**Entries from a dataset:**
↓
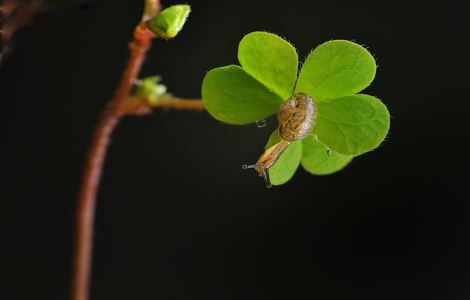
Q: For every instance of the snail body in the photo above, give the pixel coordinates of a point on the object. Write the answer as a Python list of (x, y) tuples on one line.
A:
[(296, 119)]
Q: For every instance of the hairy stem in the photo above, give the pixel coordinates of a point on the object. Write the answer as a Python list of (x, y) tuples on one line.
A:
[(97, 152)]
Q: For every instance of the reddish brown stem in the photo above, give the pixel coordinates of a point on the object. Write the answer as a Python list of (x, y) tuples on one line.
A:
[(97, 152)]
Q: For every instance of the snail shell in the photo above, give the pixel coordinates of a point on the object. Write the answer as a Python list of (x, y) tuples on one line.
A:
[(297, 117)]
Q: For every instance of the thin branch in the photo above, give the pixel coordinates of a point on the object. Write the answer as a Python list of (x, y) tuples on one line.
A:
[(142, 106), (97, 152)]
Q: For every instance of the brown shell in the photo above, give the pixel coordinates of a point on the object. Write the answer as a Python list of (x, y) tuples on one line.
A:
[(297, 117)]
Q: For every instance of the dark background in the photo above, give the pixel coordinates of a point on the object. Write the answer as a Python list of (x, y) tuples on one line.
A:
[(178, 218)]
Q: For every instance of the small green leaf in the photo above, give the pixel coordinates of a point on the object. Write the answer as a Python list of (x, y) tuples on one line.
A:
[(232, 96), (285, 167), (169, 21), (318, 160), (151, 89), (352, 125), (336, 69), (271, 60)]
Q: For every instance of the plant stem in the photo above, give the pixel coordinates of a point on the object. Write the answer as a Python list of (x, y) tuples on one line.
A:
[(97, 152)]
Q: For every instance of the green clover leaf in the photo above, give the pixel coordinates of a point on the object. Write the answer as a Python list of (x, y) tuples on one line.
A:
[(347, 124)]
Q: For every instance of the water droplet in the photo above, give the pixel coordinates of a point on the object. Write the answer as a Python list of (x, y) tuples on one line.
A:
[(261, 123)]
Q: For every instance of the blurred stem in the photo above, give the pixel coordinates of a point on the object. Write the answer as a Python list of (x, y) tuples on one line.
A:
[(97, 151)]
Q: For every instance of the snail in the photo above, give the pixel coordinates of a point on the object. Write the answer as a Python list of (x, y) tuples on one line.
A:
[(296, 119)]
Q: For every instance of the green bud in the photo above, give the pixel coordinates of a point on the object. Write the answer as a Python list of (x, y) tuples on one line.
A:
[(169, 21), (151, 90)]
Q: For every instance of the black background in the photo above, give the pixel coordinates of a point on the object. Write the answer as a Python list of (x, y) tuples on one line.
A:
[(177, 217)]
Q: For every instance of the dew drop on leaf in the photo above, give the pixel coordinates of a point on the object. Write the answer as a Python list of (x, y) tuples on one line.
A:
[(261, 123)]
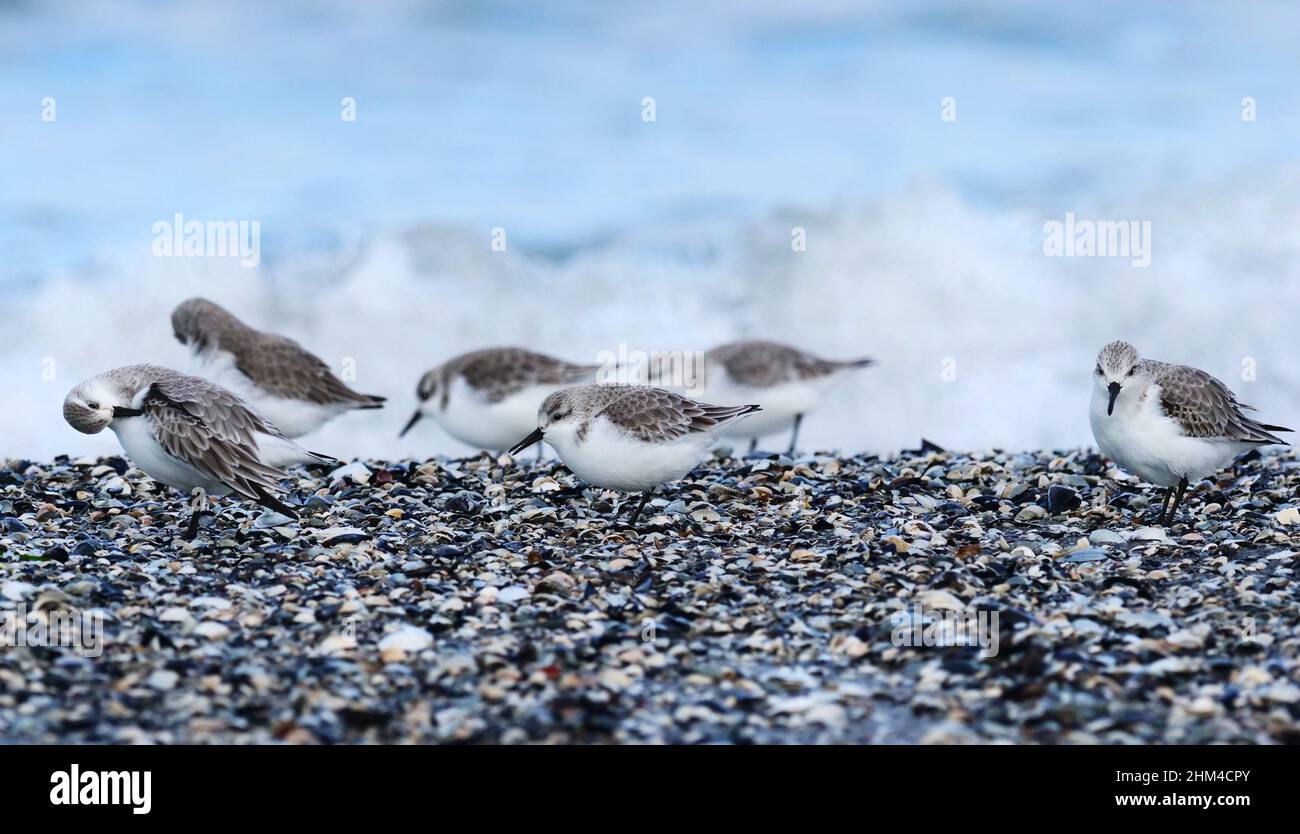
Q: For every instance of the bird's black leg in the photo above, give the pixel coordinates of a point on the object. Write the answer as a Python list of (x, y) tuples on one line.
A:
[(636, 513), (1164, 507), (1178, 499), (794, 434), (198, 505), (193, 528)]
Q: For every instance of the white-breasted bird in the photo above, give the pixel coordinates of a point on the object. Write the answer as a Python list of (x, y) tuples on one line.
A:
[(1166, 424), (187, 433), (489, 398), (276, 376), (785, 381)]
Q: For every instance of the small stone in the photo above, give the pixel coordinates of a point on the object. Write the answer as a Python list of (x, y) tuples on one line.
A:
[(1061, 499), (557, 582), (407, 639), (212, 630)]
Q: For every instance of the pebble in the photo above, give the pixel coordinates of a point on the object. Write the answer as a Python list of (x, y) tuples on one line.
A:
[(490, 600)]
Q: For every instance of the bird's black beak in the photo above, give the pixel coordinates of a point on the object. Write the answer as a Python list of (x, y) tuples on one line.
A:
[(414, 420), (1114, 391), (523, 444)]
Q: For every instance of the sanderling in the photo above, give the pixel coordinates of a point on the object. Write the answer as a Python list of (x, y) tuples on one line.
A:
[(186, 433), (1169, 424), (627, 437), (280, 379), (785, 381), (489, 398)]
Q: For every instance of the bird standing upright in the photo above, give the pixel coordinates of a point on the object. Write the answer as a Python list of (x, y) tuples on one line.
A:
[(1166, 424), (627, 437)]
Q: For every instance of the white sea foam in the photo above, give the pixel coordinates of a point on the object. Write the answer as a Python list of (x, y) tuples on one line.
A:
[(917, 278)]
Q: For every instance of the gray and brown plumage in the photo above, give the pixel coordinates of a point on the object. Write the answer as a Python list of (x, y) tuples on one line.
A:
[(785, 381), (489, 398), (274, 374), (629, 438), (1169, 424), (187, 433)]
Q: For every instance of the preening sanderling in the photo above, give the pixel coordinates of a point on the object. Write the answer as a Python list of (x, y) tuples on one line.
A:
[(187, 433)]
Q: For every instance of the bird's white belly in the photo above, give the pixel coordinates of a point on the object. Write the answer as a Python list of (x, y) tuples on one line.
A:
[(1145, 443), (485, 425), (137, 438), (610, 459), (781, 403)]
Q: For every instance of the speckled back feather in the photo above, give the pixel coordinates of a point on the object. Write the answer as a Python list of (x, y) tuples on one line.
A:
[(763, 364)]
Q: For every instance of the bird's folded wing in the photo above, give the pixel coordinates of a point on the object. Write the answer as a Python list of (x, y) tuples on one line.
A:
[(213, 431), (285, 368), (1207, 408), (654, 415)]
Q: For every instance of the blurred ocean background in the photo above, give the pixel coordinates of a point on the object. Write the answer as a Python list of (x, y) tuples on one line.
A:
[(924, 238)]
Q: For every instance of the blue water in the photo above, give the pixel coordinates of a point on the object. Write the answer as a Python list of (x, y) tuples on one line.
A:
[(528, 117)]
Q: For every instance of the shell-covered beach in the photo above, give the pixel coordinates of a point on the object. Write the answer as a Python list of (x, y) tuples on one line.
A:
[(492, 600)]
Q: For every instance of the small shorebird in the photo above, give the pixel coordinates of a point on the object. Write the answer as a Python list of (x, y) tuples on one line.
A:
[(1169, 424), (187, 433), (489, 398), (785, 381), (627, 437), (276, 376)]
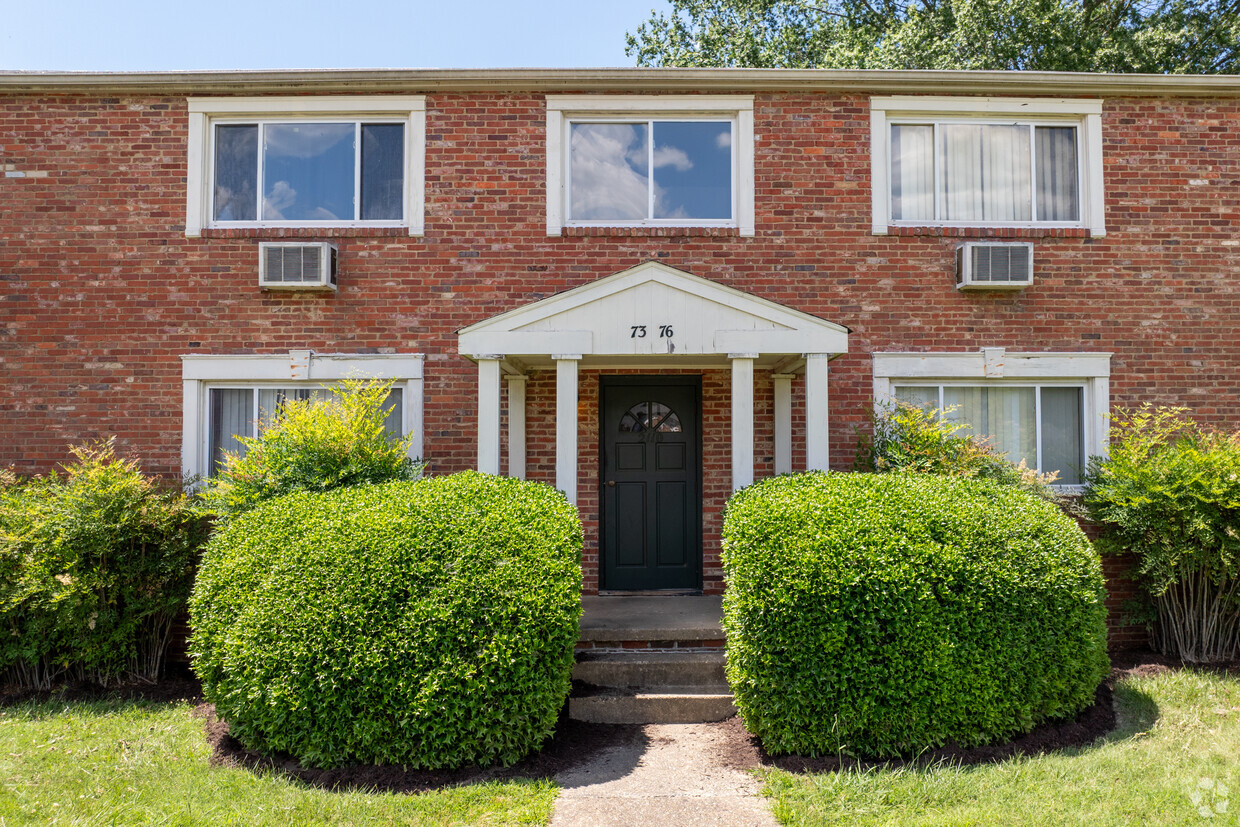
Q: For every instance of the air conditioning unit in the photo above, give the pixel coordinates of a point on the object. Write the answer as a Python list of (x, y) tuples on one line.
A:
[(993, 265), (296, 265)]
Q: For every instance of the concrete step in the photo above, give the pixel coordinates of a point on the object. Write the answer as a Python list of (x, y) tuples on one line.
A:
[(664, 620), (624, 670), (671, 706)]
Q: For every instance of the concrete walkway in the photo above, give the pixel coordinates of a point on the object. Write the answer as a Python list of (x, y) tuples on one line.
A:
[(668, 774)]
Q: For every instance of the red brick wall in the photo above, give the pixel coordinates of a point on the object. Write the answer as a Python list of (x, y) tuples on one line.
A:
[(102, 290)]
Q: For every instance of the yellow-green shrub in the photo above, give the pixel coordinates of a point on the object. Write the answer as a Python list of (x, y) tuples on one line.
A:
[(887, 614), (429, 624), (96, 567), (315, 444)]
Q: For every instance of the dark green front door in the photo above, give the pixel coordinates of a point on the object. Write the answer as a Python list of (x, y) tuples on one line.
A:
[(651, 482)]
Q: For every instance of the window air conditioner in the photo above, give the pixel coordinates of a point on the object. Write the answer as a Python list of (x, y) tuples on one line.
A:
[(296, 265), (990, 265)]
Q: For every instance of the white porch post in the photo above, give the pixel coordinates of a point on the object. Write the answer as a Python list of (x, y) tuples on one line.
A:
[(817, 456), (516, 425), (489, 414), (742, 419), (566, 425), (783, 422)]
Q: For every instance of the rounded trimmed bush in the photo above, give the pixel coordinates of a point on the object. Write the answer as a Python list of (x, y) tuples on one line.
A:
[(885, 614), (429, 624)]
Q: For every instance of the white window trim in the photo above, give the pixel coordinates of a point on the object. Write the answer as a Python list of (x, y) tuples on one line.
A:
[(205, 112), (1000, 367), (1085, 114), (202, 372), (563, 108)]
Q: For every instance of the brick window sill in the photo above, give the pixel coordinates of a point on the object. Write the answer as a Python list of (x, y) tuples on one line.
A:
[(305, 232), (992, 232), (650, 232)]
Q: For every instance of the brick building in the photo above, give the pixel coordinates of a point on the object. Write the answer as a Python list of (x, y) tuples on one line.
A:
[(644, 287)]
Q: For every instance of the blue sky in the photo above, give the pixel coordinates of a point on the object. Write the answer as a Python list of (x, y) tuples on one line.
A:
[(161, 35)]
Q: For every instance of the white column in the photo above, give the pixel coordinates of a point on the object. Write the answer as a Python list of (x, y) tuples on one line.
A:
[(566, 425), (783, 422), (817, 456), (742, 419), (516, 425), (489, 414)]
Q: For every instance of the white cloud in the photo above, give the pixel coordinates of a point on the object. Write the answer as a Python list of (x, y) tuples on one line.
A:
[(305, 140), (278, 199), (606, 180), (672, 156)]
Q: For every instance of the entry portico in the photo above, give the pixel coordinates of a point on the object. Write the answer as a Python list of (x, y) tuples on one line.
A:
[(652, 318)]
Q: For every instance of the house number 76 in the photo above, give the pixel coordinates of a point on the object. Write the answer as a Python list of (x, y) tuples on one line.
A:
[(639, 331)]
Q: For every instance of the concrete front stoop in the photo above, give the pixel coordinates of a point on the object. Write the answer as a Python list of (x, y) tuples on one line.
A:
[(650, 660)]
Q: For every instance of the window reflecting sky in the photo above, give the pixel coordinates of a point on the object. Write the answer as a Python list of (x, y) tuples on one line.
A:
[(308, 171), (692, 171)]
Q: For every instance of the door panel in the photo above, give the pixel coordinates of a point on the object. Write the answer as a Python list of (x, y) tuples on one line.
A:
[(651, 485)]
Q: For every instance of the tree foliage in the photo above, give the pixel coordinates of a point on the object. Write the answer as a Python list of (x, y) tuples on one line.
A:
[(1156, 36)]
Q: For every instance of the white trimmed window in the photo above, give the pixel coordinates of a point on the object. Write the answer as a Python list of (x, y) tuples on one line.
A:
[(306, 163), (228, 397), (986, 163), (1047, 409), (650, 161)]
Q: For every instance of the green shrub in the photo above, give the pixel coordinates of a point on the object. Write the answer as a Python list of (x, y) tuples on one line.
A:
[(429, 624), (315, 444), (912, 439), (1169, 494), (887, 614), (96, 566)]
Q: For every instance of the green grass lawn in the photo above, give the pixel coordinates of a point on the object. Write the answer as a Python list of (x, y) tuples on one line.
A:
[(125, 763), (1178, 740)]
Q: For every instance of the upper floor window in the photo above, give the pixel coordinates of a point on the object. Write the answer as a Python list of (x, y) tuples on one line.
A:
[(649, 161), (308, 171), (305, 163), (986, 163)]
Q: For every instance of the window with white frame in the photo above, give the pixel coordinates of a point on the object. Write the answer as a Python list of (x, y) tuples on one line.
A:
[(1045, 409), (649, 161), (236, 412), (305, 163), (230, 397), (986, 163)]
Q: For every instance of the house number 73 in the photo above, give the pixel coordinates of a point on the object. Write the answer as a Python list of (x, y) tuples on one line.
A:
[(639, 331)]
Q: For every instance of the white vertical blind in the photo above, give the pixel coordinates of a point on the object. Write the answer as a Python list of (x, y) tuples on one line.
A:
[(1040, 425), (912, 172), (1058, 190), (985, 172), (232, 415)]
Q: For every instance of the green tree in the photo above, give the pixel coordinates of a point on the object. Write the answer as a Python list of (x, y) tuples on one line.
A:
[(1156, 36)]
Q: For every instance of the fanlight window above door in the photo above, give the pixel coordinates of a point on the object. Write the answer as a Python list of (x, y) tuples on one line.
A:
[(650, 417)]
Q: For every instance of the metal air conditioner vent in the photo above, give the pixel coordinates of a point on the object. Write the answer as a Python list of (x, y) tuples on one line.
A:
[(993, 265), (296, 265)]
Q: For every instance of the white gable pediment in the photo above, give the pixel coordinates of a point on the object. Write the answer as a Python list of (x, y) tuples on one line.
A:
[(652, 310)]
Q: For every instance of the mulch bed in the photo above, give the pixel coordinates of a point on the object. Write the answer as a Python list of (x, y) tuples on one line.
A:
[(744, 751), (575, 743)]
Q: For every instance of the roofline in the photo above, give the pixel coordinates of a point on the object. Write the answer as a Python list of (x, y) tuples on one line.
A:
[(623, 79)]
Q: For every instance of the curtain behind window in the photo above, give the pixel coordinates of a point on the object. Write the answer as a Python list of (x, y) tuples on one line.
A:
[(232, 415), (985, 172)]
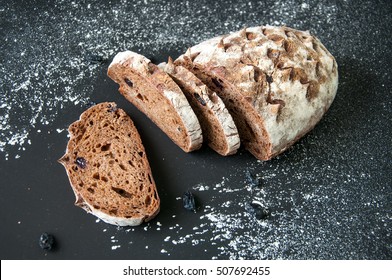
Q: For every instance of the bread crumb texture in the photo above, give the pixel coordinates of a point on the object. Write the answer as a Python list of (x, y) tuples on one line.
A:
[(108, 168)]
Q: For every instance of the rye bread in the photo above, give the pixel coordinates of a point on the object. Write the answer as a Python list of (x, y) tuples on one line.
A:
[(219, 129), (155, 94), (277, 83), (108, 168)]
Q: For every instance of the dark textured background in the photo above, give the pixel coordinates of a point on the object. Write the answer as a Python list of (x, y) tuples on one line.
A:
[(329, 195)]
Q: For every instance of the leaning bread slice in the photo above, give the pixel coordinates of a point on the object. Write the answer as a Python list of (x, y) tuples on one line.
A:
[(277, 83), (108, 169), (154, 93), (218, 127)]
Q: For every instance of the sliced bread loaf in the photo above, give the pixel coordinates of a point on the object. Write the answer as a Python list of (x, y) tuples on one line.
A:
[(219, 129), (154, 93), (277, 83), (108, 168)]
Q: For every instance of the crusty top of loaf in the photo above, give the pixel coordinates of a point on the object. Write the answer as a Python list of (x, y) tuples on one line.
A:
[(108, 169), (288, 76)]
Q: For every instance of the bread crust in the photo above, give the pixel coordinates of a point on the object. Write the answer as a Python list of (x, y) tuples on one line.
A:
[(154, 93), (287, 76), (108, 169)]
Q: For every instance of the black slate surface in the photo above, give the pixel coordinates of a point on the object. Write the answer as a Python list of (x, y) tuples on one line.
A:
[(328, 197)]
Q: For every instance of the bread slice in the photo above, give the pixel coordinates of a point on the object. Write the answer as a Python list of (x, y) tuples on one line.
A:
[(154, 93), (219, 129), (108, 168), (277, 83)]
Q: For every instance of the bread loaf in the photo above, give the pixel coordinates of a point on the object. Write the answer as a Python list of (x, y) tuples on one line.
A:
[(219, 129), (277, 83), (108, 168), (154, 93)]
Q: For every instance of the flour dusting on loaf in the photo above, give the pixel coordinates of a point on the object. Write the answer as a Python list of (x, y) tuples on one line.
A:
[(108, 168), (155, 94)]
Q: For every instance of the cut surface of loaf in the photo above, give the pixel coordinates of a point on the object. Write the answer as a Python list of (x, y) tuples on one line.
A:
[(108, 168), (277, 83), (219, 129), (155, 94)]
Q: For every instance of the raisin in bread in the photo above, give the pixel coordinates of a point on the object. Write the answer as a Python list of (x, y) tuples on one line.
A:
[(277, 83), (155, 94), (108, 169), (219, 129)]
↑
**Goal:** Take the lines starting at the one containing "Q: For every instance of the upper" and ending at the one containing "[(650, 417)]", and replace "white vertical blind" with "white window blind". Give back only those lines, with everything else left the same.

**Finished answer:**
Q: For every instance of the upper floor window in the photo above, give the pixel coordinates of a point on the object. Write the answer as a Python list of (x, y) tuples on one line.
A:
[(649, 161), (308, 171), (305, 163), (986, 163)]
Q: For every instance of the window with white frame in the photo above, give the pixel coordinates of a point on the object. Write the answer as a Python list of (x, y) tuples on one line.
A:
[(1045, 409), (649, 161), (236, 412), (305, 163), (230, 397), (986, 163)]
Q: For every instance of the house number 73 in the photo above, give the pixel coordinates of a point on the object. Write the answer as a Python list of (x, y) tuples on one line.
A:
[(639, 331)]
Q: For every instance of the white window blind in the photo above, give the pixel coordinates of a point on the object. Write the answer as a Python list of (x, y) tuples on one line.
A:
[(1040, 425), (912, 172), (1058, 190), (985, 172), (232, 415)]
Q: For every instance of the green tree in the photo above, give the pixel coordinates of a point on the object. Write the answer as a Python list of (x, y) tuples on one line.
A:
[(1156, 36)]
Q: For every instance of the fanlight window above door in the photo above, give the pixel coordinates of a point on the object. Write the answer as a Python list of (x, y) tuples on one line.
A:
[(650, 417)]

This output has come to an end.